• 課題 1: ピニェラ前大統領の死を扱った記事から、「いつも見られるのと同じで、ガ」で始まり「に逃れることができなかった。」で終わる部分を書き写してもらえますか？
• 課題 2: ピニェラ前大統領の死を扱った記事には、「地方」で終わる固有の地名がいくつ出てきますか？すべて挙げてください。
• 課題 3: ピニェラ前大統領の死を扱った記事を、最後の文の次から書き進めてもらえますか？

• 抜粋本文:
_ _ _ _ _ _ _

いつも見られるのと同じで、ガブリエル・ボリッチ大統領を筆頭にした体制の政治家エリートたちは、セバスティアン・ピニェラ前大統領に賛辞を捧げるために、現在進行中の深刻な森林火災すらも後景に退かしたようだ。

 

バルパライソ地方の広範な区域とチリのそのほかの地方が、ここ数日間の火災の猛烈な波によって、数百人の生命と住居、貧しい村々を襲っているとき、2月6日、ピノチェト主義者のセバスティアン・ピニェラ前大統領(74歳)は、かれ自身が操縦していたヘリコプター事故により、ロス・リオス地方のランコ湖で墜落し死亡した。

 

事故は正午過ぎ田舎のイリウエ地方、親族の一人の住居から、雨のなか飛び立ったときに起きた。飛び立って数分後、ヘリコプターは揚力を失い、墜落した。ピニェラは3人の家族と同乗しており、かれらは予期せぬ事故から脱出したが;しかし億万長者で前大統領は、機外に逃れることができなかった。

 

おかしなことにマスメディアの関心は、大規模な被災者を生んでいる悲劇から、急速に死亡したピニェラにの華麗な人生の詳細へと移っていった。1973年9月11日の流血の軍事独裁のおかげで、巨万の富を築いたこの人物についての。兄のホセ・ピニェラについては、軍事評議会(JM)によって採用され、チリ反革命体制構築の、主要な市民の一人となり、資本主義の新自由主義プログラム採用の責任者であり、これは現在まで続いており、破産した年金運営資金(AFP)システムの創設者であり、国家の財産と産業を民営化し、反社会的な労働法典を定めた。その目的は、1950年代から70年代にかけて、南米でもっとも強力で自覚的な労働運動を破壊することであった;一方でセバスティアン・ピニェラは、専制政治の金融的特権を享受し、この時代におこなわれた銀行での詐取の案件で、刑務所を免れたこともあった。

 

『フォーブス』誌によると、セバスティアン・ピニェラは30億ドル近い財産を持ち、国内外でも、もっとも裕福な個人の一人となっている。

 

かれは2度にわたり大統領の地位に就き、その間にその経済的立場を強めていった。最初はチリ社会の反動勢力の支援により、反民主的でほとんど違いの見えない、交互の2党政治体制のおかげで、ーまた米国のヘンリー・キッシンジャーと民主党と共和党のあいだで作られたーその後、かれは影響範囲を拡げていった。セバスティアン・ピニェラはチリの歴史で、2019年10月18日に始まり、数ヶ月間にわたった、「社会爆発」のあいだの人権侵害にたいして、その責任を取らなかったことによって記憶されるだろう。民衆の動員はコロナウルスのパンデミックが始まるまで続き、このときピニェラ政権は政党党派の大多数とともに、緊急事態、外出禁止、社会の統制をおこない、これにより反乱は弱まっていった。

_ _ _ _ _ _ _

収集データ
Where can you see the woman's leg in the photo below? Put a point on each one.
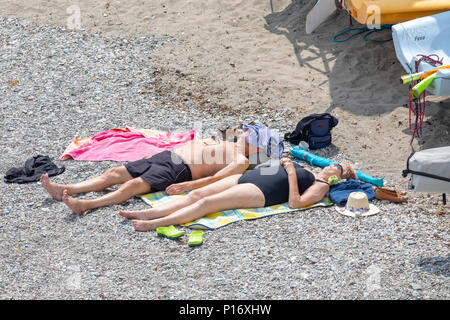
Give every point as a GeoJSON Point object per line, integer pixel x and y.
{"type": "Point", "coordinates": [239, 196]}
{"type": "Point", "coordinates": [190, 198]}
{"type": "Point", "coordinates": [110, 177]}
{"type": "Point", "coordinates": [126, 191]}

_ _ _ _ _ _ _

• 回答 1:
いつも見られるのと同じで、ガブリエル・ボリッチ大統領を筆頭にした体制の政治家エリートたちは、セバスティアン・ピニェラ前大統領に賛辞を捧げるために、現在進行中の深刻な森林火災すらも後景に退かしたようだ。

 

バルパライソ地方の広範な区域とチリのそのほかの地方が、ここ数日間の火災の猛烈な波によって、数百人の生命と住居、貧しい村々を襲っているとき、2月6日、ピノチェト主義者のセバスティアン・ピニェラ前大統領(74歳)は、かれ自身が操縦していたヘリコプター事故により、ロス・リオス地方のランコ湖で墜落し死亡した。

 

事故は正午過ぎ田舎のイリウエ地方、親族の一人の住居から、雨のなか飛び立ったときに起きた。飛び立って数分後、ヘリコプターは揚力を失い、墜落した。ピニェラは3人の家族と同乗しており、かれらは予期せぬ事故から脱出したが;しかし億万長者で前大統領は、機外に逃れることができなかった。

• 回答 2: バルパライソ地方、ロス・リオス地方、イリウエ地方

• 回答 3:
人権関連団体とチリ国家自体の全国人権局(INDH)によると、社会爆発の期間中、ピニェラ政権は警察軍と治安部隊の要員によって、約40人を殺害した;平和的デモにたいして前例のない弾圧をおこない;無防備な人々、住居、民間建物にたいし戦争時の弾薬を使用し;拷問し、子どもたちに暴行を加え;約500人の顔面・眼を破壊し;刑務所を数百人の政治犯で一杯にした(そのうちいまだ収監中のものがいる。おこなわれない裁判を待っている)。総じて軍事独裁政権と同じように、数千人の人々にたいして攻撃し、人々の人権を踏みにじった。

 

ボリッチは3日間の国民の喪に服する日を布告するとともに、ピニェラを「偉大な民主主義者」と呼び、「民主主義の擁護者である、国家の人物」と呼んだ企業家団体(生産貿易会議所、CPC)と肩を並べた。キリスト教民主党のエドゥアルド・フレイ・ルイスータグレ元大統領は、「大きな情熱を持ってチリに奉仕しようとした」と述べ、社会党のミシェル・バチェレ元大統領も、「わたしはつねに、かれの国にたいする献身を評価している」と語った。これが現在のラ・モネダ宮の政権を構成する、政党を代表する調子であり感情なのだ。すでに社会は知っている。職業政治家たちが退場することを望んでいることを。ピニェラの死を、鏡を見るように見ているかれらが、やがてかれらが死すべき理由によって退場することを。

 

下では一般民衆は、ソーシャルネットや携帯を、ブラック・ジョークで一杯にした。はっきりしていることは、セバスティアン・ピニェラはアウグスト・ピノチェトとそのほかの人物と同じように、国民社会の大きな部分にたいする、人道にたいする犯罪、政治的責任にたいして、1分たりとも償うことなく死んだということだ。

 

不処罰がギャロップで走る。次の反乱までのあいだ、ということだ。

(通算4021) (RebelionのAndres Figueroa Cornejoの"Sebastian Pinera muere en accidente:otro que se fue sin pagar"による)

 

(foto:AFP)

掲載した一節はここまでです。